## What is asked:
Copy verbatim the lines from the one containing "Task: Where can the cyclist be" up to and including the one containing "[[220, 77]]".

(Items listed in a dataset)
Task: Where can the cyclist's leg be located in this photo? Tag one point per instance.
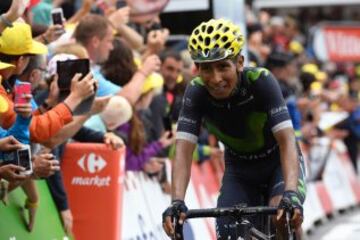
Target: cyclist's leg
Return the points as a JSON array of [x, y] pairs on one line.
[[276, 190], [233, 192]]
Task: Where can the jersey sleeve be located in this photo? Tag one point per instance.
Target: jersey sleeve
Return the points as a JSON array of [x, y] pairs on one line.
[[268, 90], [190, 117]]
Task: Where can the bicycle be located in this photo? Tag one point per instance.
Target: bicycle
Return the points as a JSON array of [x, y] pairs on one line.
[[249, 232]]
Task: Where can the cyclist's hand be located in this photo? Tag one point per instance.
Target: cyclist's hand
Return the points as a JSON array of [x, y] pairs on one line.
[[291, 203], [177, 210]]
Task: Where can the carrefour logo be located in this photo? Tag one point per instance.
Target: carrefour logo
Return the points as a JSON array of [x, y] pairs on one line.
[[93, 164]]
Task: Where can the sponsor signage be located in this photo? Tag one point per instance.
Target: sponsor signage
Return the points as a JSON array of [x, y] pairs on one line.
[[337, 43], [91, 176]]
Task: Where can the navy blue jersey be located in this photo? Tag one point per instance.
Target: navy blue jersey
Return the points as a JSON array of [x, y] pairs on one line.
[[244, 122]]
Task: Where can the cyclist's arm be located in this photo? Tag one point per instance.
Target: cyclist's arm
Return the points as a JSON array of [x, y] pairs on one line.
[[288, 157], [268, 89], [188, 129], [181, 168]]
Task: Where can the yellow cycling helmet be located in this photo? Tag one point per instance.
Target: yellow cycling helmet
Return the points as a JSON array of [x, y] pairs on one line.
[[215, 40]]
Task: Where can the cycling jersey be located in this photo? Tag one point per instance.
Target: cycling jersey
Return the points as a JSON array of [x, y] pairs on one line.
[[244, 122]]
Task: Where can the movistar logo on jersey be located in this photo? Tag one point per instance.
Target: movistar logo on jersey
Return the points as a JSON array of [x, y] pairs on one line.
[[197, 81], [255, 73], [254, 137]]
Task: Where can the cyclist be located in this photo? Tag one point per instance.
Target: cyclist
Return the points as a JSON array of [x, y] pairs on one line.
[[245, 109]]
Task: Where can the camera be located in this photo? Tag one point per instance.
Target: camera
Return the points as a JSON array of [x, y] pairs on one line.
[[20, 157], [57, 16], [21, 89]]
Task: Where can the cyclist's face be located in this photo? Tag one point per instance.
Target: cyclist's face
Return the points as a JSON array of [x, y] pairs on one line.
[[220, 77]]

--

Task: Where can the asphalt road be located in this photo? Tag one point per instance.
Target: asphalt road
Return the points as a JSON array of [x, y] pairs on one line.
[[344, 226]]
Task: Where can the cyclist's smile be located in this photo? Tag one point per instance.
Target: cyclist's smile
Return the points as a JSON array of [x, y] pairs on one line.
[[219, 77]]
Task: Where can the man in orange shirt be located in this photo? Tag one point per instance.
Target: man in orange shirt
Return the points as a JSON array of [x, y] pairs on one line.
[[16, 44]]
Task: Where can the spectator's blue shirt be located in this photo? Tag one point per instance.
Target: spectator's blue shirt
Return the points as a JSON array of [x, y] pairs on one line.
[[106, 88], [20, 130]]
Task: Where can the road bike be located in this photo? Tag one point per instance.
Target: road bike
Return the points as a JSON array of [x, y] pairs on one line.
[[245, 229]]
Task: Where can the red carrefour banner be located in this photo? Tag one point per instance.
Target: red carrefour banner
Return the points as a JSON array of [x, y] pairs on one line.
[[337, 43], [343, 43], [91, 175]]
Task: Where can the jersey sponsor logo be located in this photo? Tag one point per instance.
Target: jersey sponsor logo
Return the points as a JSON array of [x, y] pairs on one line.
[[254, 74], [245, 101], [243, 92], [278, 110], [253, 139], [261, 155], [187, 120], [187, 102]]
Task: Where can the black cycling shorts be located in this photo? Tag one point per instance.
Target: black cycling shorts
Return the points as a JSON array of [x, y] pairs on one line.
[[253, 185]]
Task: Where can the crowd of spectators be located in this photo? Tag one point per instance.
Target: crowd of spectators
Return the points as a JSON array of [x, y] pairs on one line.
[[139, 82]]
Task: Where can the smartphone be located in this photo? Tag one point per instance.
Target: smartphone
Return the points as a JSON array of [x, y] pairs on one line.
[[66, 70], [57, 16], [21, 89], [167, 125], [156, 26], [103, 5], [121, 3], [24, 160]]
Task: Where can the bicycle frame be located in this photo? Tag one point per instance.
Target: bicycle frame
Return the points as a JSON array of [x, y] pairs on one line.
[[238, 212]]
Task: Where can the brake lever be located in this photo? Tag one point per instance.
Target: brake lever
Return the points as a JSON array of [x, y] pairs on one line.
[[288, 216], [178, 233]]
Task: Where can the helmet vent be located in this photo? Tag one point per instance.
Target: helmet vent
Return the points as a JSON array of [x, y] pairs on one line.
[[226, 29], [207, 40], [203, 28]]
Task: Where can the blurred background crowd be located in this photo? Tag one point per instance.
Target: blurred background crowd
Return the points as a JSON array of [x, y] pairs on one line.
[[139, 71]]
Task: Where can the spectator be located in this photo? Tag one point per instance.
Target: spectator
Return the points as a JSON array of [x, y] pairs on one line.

## Full solution:
Task: Where can the cyclist be located in this photo? Tag one point per instance.
Target: cyclist
Return the points as a JSON array of [x, y] pairs on one line.
[[245, 109]]
Task: Where can the camera be located in this photo? Tag one point per instance.
Target: camera
Return the points as a JSON array of [x, y] pairs on one line.
[[20, 157], [57, 16], [21, 89]]
Task: Where can the cyclist's face be located in this photo? Tag one point per instance.
Target: cyclist's face
Return the points as a JSON array of [x, y] pairs on one line.
[[220, 77]]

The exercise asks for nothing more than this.